Reproduce the entries below exactly, but only from the line containing "Target: concrete slab on bank" to the line containing "window in this photo.", inclusive.

[Listed entries — start]

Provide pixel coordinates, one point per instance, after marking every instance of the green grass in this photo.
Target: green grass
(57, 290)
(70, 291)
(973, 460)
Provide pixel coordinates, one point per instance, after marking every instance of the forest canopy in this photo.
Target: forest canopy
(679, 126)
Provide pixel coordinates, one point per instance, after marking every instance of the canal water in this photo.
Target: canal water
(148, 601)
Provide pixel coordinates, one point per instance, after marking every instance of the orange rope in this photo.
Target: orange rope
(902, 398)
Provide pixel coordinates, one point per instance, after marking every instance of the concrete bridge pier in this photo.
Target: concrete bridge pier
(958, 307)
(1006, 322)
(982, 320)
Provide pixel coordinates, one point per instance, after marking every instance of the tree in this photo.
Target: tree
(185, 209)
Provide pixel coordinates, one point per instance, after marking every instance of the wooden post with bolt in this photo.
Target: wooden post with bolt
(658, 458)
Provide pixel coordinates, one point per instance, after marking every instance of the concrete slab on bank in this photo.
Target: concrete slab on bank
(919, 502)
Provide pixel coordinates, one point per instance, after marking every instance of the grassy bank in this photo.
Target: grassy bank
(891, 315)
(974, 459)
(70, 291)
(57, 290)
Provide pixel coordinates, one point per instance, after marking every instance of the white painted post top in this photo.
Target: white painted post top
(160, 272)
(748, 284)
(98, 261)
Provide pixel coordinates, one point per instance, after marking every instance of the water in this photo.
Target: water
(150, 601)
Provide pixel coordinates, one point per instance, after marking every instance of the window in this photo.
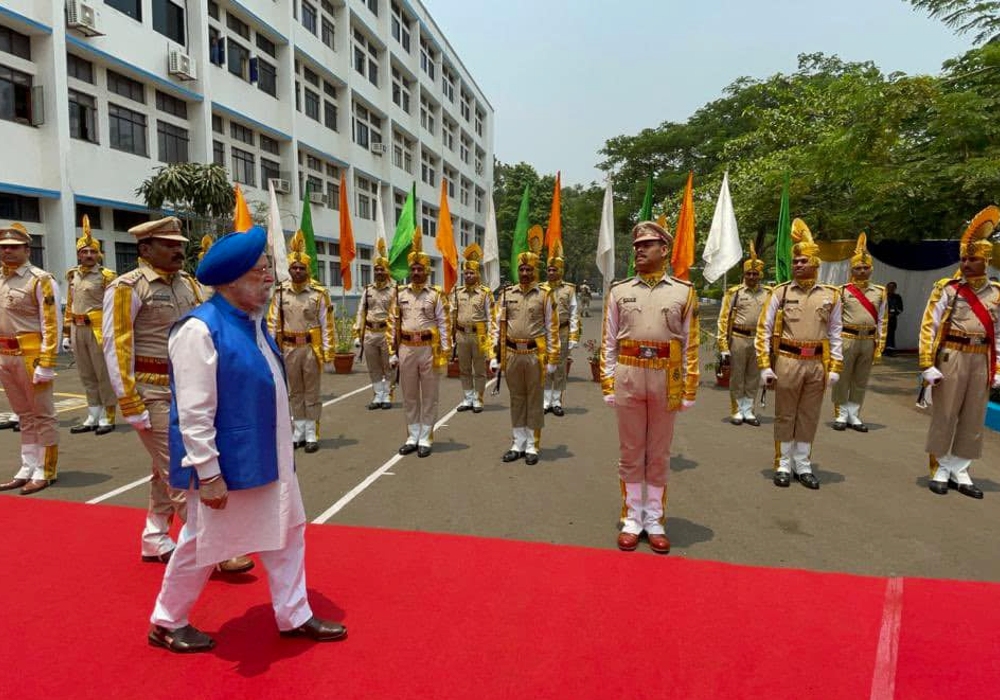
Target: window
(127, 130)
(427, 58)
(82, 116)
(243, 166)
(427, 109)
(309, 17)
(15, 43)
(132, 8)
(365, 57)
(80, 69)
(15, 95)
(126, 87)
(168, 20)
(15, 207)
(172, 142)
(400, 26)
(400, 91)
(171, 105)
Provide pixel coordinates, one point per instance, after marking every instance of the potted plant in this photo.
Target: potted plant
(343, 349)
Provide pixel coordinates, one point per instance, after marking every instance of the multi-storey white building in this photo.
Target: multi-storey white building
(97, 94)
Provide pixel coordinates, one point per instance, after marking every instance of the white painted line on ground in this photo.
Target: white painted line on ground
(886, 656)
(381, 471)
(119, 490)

[Listed entries — finish]
[Listed entries — start]

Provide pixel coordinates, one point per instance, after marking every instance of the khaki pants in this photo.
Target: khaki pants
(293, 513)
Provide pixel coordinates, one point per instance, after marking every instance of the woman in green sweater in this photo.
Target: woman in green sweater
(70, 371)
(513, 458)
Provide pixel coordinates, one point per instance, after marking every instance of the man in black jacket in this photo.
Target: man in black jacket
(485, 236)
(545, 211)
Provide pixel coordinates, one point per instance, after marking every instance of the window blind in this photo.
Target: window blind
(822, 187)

[Listed entries — finish]

Task result:
Target: concrete slab on bank
(919, 502)
Provide pixel coordinates, one point per instance, after marking every instance of the grassy bank in this photo.
Target: grassy bank
(891, 315)
(974, 459)
(70, 291)
(57, 290)
Provide pixel coordinates, one point per instance, after marking every instance of the white painted post top in this photo.
Target: white painted post top
(160, 272)
(748, 284)
(98, 261)
Provide pixel coordinates, one point per instance, after marking every instance of the water in this photo.
Target: water
(150, 601)
Provide pixel coordinates, one point per instance, after marking every instance of the window in this photo.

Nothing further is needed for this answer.